Leaving out all pictures, copy the lines below exactly, from the line with "In the picture above, where can the white sign" to the last line, both ends included.

_Supplied records_.
=======
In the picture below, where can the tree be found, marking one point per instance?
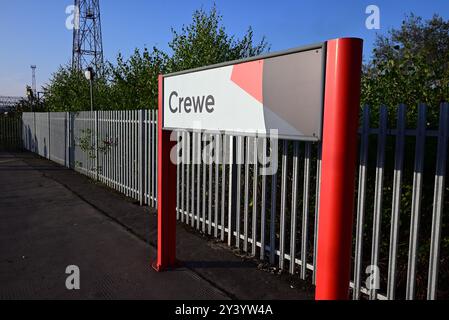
(68, 90)
(205, 42)
(410, 65)
(134, 82)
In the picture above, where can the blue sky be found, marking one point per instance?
(34, 32)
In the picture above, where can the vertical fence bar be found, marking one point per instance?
(283, 196)
(193, 165)
(198, 182)
(273, 211)
(240, 159)
(203, 213)
(183, 143)
(231, 186)
(378, 196)
(294, 207)
(209, 227)
(246, 195)
(396, 203)
(178, 177)
(217, 168)
(188, 167)
(416, 201)
(255, 199)
(141, 160)
(223, 187)
(317, 211)
(262, 201)
(361, 202)
(153, 161)
(438, 201)
(305, 209)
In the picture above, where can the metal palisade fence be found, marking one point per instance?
(401, 236)
(10, 132)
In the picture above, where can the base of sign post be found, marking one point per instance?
(166, 197)
(339, 156)
(160, 268)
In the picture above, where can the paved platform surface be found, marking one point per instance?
(52, 217)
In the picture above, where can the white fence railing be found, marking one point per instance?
(400, 198)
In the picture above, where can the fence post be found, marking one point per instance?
(339, 147)
(97, 162)
(49, 135)
(141, 146)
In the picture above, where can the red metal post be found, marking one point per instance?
(339, 155)
(166, 194)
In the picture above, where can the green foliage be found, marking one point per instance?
(205, 42)
(410, 65)
(132, 83)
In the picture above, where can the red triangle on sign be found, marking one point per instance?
(249, 77)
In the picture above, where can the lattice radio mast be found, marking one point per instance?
(87, 40)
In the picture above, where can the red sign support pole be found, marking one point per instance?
(341, 110)
(166, 194)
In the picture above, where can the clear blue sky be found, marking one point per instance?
(34, 32)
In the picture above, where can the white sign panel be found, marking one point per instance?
(282, 92)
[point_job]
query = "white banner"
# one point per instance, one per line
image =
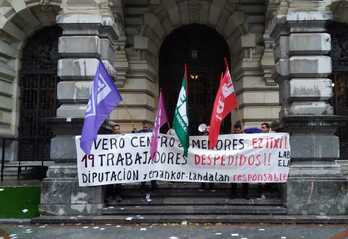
(238, 158)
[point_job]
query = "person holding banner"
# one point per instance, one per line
(238, 129)
(116, 189)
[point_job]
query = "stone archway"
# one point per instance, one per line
(203, 50)
(38, 81)
(19, 20)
=======
_Answer box_.
In the picture above, where can the white sign panel be found, marking one point per instance?
(282, 92)
[point_job]
query = "white banner"
# one point per instance, one per line
image =
(238, 158)
[point_job]
query = "person holding banner"
# one point per instance, one per line
(238, 129)
(116, 189)
[point_job]
query = "stone archway"
# one point per instance, one per line
(203, 50)
(38, 81)
(19, 20)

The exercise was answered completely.